§ **Work instructions**: The lines to repeat are those below from the one containing "positive clicks: (50, 27)" down to the one containing "51V43L22 38L7 39L2", both included; reproduce them exactly and nothing else.

§ **Material provided**:
= = = =

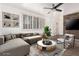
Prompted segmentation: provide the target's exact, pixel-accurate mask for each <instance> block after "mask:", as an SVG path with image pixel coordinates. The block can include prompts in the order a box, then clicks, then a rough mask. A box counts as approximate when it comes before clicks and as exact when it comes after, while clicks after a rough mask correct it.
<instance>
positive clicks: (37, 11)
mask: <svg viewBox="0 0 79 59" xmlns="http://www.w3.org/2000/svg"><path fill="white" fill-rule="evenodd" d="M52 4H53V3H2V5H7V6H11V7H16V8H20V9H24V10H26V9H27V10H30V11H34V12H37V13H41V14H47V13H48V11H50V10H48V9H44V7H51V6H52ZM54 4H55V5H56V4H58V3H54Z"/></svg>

= = = =

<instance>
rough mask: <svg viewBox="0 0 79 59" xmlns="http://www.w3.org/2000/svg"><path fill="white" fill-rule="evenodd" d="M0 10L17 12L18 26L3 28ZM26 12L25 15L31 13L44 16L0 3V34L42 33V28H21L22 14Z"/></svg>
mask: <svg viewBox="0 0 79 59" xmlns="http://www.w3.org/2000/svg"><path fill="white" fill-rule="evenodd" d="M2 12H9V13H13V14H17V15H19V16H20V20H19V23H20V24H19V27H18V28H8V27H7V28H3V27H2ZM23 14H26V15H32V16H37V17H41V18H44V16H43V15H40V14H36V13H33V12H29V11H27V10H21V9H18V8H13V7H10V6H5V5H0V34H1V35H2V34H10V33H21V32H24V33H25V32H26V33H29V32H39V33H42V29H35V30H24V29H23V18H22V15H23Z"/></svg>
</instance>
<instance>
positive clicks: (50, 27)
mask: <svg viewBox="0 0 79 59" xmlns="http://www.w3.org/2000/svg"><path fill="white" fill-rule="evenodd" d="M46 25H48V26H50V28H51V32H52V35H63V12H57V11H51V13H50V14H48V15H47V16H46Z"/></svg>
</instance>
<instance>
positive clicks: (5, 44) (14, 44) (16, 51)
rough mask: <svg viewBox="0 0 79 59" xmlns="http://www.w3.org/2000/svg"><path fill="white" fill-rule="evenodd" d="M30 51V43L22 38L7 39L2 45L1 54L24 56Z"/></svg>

= = = =

§ **Response to this exercise**:
positive clicks: (50, 27)
mask: <svg viewBox="0 0 79 59" xmlns="http://www.w3.org/2000/svg"><path fill="white" fill-rule="evenodd" d="M46 25H48V26H50V28H51V32H52V35H63V12H57V11H51V13H50V14H48V15H47V16H46Z"/></svg>
</instance>
<instance>
positive clicks: (5, 44) (14, 44) (16, 51)
rough mask: <svg viewBox="0 0 79 59" xmlns="http://www.w3.org/2000/svg"><path fill="white" fill-rule="evenodd" d="M30 51V43L22 38L7 39L2 45L1 54L24 56Z"/></svg>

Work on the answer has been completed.